Consigne: Réécrivez le passage du texte à lire qui va de « Encore un peu » jusqu'à « bien mérité ! », en changeant « cathédrale » en « gare ».

Texte à lire:
Encore un peu sous le choc, nous continuons tout de même la balade à travers la ville et rentrons dans un smart-store non loin de la cathédrale. Le réceptionniste à qui j’en avais parlé ce matin avant de partir m’en a conseillé un dans ce quartier. À Hué, nous avions visité l’un de ces magasins de smartphones et avions flashé sur un Huawei Y7 Pro 2019, en vente seulement au Vietnam pour l’instant. À nous qui n’en avons encore jamais eu, ce mobile phone d’entrée de gamme convient très bien. Une demi-heure plus tard, nous ressortons avec le bel appareil bleu métallisé dans les mains. Enfin, pour être tout à fait honnête, je dois spécifier : dans les miennes ! Chantal qui a tout compris de mon manège semble d’ailleurs déjà résignée ! Du coup, et je me demande bien pourquoi, j’ai une envie subite et irrésistible de rentrer…
Un verre de canne à sucre bien mérité !

Extrait de données:
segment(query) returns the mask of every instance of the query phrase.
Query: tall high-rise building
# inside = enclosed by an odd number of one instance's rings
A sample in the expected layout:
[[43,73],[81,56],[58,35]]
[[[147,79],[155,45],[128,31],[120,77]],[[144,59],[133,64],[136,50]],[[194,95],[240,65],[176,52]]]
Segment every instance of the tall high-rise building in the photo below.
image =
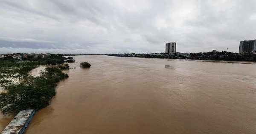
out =
[[176,53],[176,43],[169,43],[166,44],[166,53],[168,54]]
[[256,40],[240,41],[239,53],[250,53],[256,51]]

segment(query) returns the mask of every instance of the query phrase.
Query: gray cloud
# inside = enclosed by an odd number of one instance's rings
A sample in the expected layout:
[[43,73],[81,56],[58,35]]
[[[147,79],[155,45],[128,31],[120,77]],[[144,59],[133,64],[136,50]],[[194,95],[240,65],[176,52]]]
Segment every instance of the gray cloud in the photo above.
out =
[[0,1],[0,53],[237,52],[256,39],[248,0]]

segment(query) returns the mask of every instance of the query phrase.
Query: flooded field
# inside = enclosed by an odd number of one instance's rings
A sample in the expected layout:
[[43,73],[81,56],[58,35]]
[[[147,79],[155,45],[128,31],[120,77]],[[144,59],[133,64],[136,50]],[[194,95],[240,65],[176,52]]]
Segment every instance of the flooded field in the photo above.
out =
[[254,63],[74,57],[23,134],[256,133]]

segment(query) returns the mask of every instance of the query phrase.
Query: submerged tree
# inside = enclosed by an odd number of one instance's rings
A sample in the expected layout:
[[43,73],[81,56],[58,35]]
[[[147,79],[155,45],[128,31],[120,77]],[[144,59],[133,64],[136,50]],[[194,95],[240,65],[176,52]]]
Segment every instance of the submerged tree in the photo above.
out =
[[83,68],[90,68],[91,66],[91,65],[88,63],[84,62],[80,63],[80,66]]
[[57,83],[68,77],[56,67],[47,68],[40,76],[28,75],[22,83],[8,86],[0,94],[0,111],[4,114],[47,107],[55,94]]

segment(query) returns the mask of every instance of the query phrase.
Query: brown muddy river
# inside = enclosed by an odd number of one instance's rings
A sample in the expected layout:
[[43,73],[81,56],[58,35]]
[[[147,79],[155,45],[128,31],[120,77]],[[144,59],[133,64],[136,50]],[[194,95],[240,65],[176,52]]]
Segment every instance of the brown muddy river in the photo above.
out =
[[23,134],[256,133],[255,64],[75,57]]

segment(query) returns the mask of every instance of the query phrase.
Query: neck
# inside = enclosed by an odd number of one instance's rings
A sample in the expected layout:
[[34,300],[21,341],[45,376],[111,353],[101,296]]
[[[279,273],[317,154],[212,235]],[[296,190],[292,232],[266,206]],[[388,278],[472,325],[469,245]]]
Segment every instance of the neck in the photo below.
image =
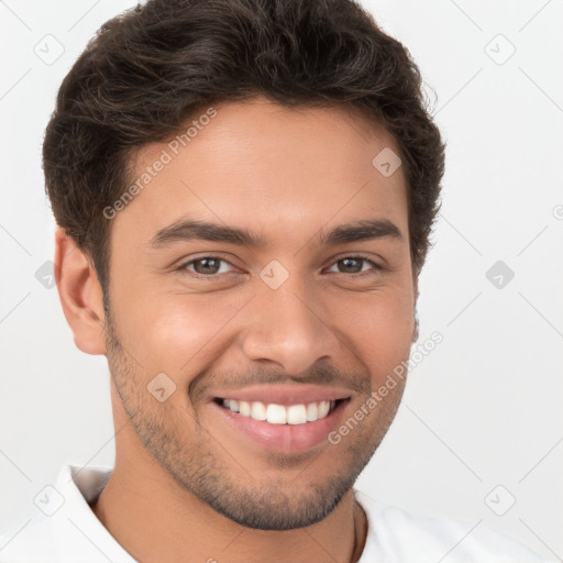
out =
[[216,512],[180,487],[151,456],[117,459],[92,505],[101,523],[140,563],[355,563],[367,520],[351,489],[327,518],[306,528],[254,530]]

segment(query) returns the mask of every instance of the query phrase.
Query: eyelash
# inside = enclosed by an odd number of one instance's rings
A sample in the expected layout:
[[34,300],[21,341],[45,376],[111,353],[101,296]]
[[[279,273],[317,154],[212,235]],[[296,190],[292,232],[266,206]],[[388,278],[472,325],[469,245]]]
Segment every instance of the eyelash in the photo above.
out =
[[[210,255],[206,255],[206,256],[200,256],[198,258],[192,258],[189,262],[184,263],[181,266],[178,267],[178,271],[180,271],[180,272],[186,272],[187,271],[187,272],[190,272],[190,274],[192,274],[195,277],[206,278],[206,279],[217,278],[217,277],[220,277],[222,275],[232,274],[232,272],[228,272],[228,273],[223,273],[223,274],[207,274],[206,275],[206,274],[198,274],[197,272],[187,269],[187,267],[190,266],[191,264],[194,264],[195,262],[199,262],[200,260],[205,260],[205,258],[217,260],[217,261],[224,262],[225,264],[229,264],[229,265],[232,266],[232,264],[228,260],[222,258],[221,256],[213,256],[212,254],[210,254]],[[342,256],[342,257],[335,260],[331,264],[331,267],[334,266],[335,264],[338,264],[340,261],[345,260],[345,258],[354,258],[354,260],[361,260],[361,261],[364,261],[364,262],[368,262],[376,272],[379,272],[379,271],[383,269],[383,267],[379,266],[378,264],[376,264],[373,260],[368,258],[367,256],[362,256],[361,254],[351,254],[351,255]],[[333,272],[333,274],[346,275],[345,272]],[[353,277],[357,277],[357,276],[363,276],[363,275],[369,275],[369,273],[367,273],[367,272],[356,272],[355,274],[347,274],[347,275],[349,276],[353,276]]]

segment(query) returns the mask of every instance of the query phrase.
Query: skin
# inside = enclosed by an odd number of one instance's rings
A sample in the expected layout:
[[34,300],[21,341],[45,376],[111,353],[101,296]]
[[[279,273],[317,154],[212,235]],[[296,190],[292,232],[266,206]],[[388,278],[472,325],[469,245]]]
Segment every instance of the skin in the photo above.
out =
[[[404,382],[338,445],[301,453],[238,435],[209,395],[251,383],[336,385],[350,389],[345,420],[408,360],[417,285],[406,180],[402,168],[386,178],[372,165],[384,147],[399,150],[385,129],[342,108],[287,109],[257,97],[216,109],[112,220],[111,317],[90,260],[57,231],[57,285],[75,343],[106,354],[111,372],[115,465],[92,509],[140,562],[357,561],[367,528],[352,486]],[[166,146],[139,151],[133,180]],[[245,228],[267,244],[151,245],[186,218]],[[374,218],[391,221],[402,240],[318,242]],[[357,253],[367,261],[353,262],[355,271],[339,262]],[[219,274],[185,266],[205,256],[227,263],[216,263]],[[289,274],[278,289],[260,277],[273,260]],[[163,402],[147,391],[159,373],[176,385]]]

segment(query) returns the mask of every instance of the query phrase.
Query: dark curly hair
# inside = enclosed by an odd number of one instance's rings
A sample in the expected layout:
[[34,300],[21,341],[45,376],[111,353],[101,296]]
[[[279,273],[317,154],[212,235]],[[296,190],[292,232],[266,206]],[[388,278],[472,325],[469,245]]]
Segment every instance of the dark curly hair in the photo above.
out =
[[43,167],[58,225],[109,280],[103,209],[146,143],[201,108],[263,95],[285,107],[347,106],[396,139],[407,177],[411,260],[424,263],[444,144],[408,51],[354,0],[148,0],[104,23],[65,77]]

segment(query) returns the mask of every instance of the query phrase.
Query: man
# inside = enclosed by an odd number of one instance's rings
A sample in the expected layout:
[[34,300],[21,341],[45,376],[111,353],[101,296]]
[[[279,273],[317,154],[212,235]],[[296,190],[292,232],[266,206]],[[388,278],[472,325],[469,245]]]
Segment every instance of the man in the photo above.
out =
[[354,489],[405,387],[443,174],[417,67],[357,4],[111,20],[62,85],[44,169],[115,465],[65,466],[2,562],[540,561]]

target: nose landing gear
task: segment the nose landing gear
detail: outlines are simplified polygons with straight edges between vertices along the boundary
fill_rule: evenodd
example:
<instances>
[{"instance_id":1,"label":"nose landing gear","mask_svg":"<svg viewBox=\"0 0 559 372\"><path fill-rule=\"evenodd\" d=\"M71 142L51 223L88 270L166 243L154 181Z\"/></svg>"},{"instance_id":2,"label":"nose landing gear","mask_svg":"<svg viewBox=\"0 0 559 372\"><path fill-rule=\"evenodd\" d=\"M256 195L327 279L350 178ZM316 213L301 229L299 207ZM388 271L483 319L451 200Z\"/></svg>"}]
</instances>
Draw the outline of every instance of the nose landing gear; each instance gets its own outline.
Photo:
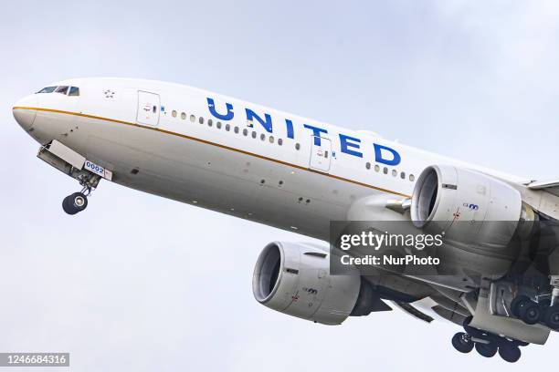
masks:
<instances>
[{"instance_id":1,"label":"nose landing gear","mask_svg":"<svg viewBox=\"0 0 559 372\"><path fill-rule=\"evenodd\" d=\"M88 196L91 194L91 187L84 186L81 191L74 192L62 201L62 209L68 214L74 215L88 207Z\"/></svg>"}]
</instances>

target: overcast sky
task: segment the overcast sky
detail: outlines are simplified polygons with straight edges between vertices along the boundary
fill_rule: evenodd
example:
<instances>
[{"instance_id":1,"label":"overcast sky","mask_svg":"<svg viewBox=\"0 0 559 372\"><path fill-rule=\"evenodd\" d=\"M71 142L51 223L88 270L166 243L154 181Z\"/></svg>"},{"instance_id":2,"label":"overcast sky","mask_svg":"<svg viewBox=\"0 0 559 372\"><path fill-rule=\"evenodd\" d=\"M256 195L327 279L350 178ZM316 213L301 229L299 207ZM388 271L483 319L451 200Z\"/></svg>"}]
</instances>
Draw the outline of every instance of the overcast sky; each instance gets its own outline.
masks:
<instances>
[{"instance_id":1,"label":"overcast sky","mask_svg":"<svg viewBox=\"0 0 559 372\"><path fill-rule=\"evenodd\" d=\"M77 182L37 160L38 145L13 119L14 102L53 81L153 78L512 174L559 177L559 3L332 3L5 5L0 352L68 351L79 371L554 363L555 335L511 366L460 355L450 346L458 327L397 311L325 326L269 310L252 296L259 251L306 238L104 181L85 212L67 216L61 201Z\"/></svg>"}]
</instances>

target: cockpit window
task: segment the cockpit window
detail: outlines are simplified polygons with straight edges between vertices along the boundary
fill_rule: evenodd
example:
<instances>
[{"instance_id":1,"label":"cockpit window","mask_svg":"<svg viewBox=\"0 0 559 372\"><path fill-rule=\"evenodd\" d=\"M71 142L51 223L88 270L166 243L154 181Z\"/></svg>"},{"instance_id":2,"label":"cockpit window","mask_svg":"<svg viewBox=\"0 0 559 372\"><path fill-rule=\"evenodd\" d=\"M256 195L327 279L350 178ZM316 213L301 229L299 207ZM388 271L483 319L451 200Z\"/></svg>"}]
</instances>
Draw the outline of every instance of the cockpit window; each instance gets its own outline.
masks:
<instances>
[{"instance_id":1,"label":"cockpit window","mask_svg":"<svg viewBox=\"0 0 559 372\"><path fill-rule=\"evenodd\" d=\"M37 93L52 93L55 91L56 88L57 87L47 87L47 88L43 88Z\"/></svg>"},{"instance_id":2,"label":"cockpit window","mask_svg":"<svg viewBox=\"0 0 559 372\"><path fill-rule=\"evenodd\" d=\"M57 90L55 90L55 93L66 94L68 93L69 88L69 86L59 86L58 88L57 88Z\"/></svg>"},{"instance_id":3,"label":"cockpit window","mask_svg":"<svg viewBox=\"0 0 559 372\"><path fill-rule=\"evenodd\" d=\"M70 87L69 96L79 96L79 88L78 87Z\"/></svg>"}]
</instances>

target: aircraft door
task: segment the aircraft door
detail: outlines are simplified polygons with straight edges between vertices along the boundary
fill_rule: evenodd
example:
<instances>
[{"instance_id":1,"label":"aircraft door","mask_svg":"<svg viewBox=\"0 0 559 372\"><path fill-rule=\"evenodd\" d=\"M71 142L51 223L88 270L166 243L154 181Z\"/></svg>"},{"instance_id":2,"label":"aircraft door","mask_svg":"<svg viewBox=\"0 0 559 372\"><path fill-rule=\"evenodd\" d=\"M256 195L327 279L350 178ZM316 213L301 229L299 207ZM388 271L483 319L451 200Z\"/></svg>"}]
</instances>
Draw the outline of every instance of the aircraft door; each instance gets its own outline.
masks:
<instances>
[{"instance_id":1,"label":"aircraft door","mask_svg":"<svg viewBox=\"0 0 559 372\"><path fill-rule=\"evenodd\" d=\"M323 172L330 170L332 142L324 137L312 136L311 139L311 161L309 168Z\"/></svg>"},{"instance_id":2,"label":"aircraft door","mask_svg":"<svg viewBox=\"0 0 559 372\"><path fill-rule=\"evenodd\" d=\"M160 109L161 104L158 94L138 90L138 116L136 121L139 124L157 127Z\"/></svg>"}]
</instances>

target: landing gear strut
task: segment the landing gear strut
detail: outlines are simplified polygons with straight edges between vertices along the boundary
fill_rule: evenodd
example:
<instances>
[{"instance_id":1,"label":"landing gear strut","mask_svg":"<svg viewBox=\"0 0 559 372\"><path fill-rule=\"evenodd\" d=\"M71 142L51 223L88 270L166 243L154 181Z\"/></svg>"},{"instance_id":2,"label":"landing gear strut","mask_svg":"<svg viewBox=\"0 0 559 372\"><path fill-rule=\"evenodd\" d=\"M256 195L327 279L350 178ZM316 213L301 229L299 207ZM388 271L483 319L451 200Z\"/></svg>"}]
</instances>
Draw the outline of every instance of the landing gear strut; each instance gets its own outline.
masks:
<instances>
[{"instance_id":1,"label":"landing gear strut","mask_svg":"<svg viewBox=\"0 0 559 372\"><path fill-rule=\"evenodd\" d=\"M62 201L62 209L68 214L74 215L88 207L88 196L91 194L91 187L84 185L80 192L74 192Z\"/></svg>"},{"instance_id":2,"label":"landing gear strut","mask_svg":"<svg viewBox=\"0 0 559 372\"><path fill-rule=\"evenodd\" d=\"M514 363L521 357L519 346L525 346L528 343L517 340L509 340L489 332L481 331L469 326L471 317L464 321L464 332L459 332L452 337L452 346L460 353L469 353L476 348L478 354L485 357L491 357L499 352L499 356L509 363Z\"/></svg>"},{"instance_id":3,"label":"landing gear strut","mask_svg":"<svg viewBox=\"0 0 559 372\"><path fill-rule=\"evenodd\" d=\"M559 330L559 303L554 297L551 300L536 303L528 296L521 294L514 297L511 303L511 311L513 315L528 325L540 322L551 329Z\"/></svg>"}]
</instances>

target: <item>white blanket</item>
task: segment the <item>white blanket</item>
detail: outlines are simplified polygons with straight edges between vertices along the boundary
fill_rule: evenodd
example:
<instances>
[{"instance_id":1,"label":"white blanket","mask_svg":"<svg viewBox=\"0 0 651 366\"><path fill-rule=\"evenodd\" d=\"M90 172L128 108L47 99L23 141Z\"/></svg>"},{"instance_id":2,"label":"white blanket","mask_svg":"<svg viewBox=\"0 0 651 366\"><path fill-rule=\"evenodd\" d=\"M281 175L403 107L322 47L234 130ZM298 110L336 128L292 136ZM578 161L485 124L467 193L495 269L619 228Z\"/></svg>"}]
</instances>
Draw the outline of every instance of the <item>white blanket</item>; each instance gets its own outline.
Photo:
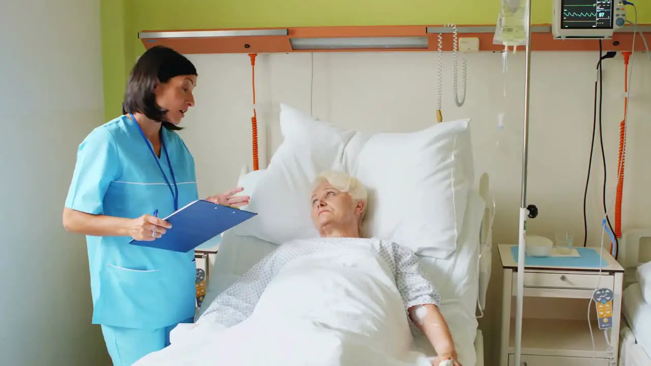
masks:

Corrigé:
Encore un peu sous le choc, nous continuons tout de même la balade à travers la ville et rentrons dans un smart-store non loin de la gare. Le réceptionniste à qui j’en avais parlé ce matin avant de partir m’en a conseillé un dans ce quartier. À Hué, nous avions visité l’un de ces magasins de smartphones et avions flashé sur un Huawei Y7 Pro 2019, en vente seulement au Vietnam pour l’instant. À nous qui n’en avons encore jamais eu, ce mobile phone d’entrée de gamme convient très bien. Une demi-heure plus tard, nous ressortons avec le bel appareil bleu métallisé dans les mains. Enfin, pour être tout à fait honnête, je dois spécifier : dans les miennes ! Chantal qui a tout compris de mon manège semble d’ailleurs déjà résignée ! Du coup, et je me demande bien pourquoi, j’ai une envie subite et irrésistible de rentrer…
Un verre de canne à sucre bien mérité !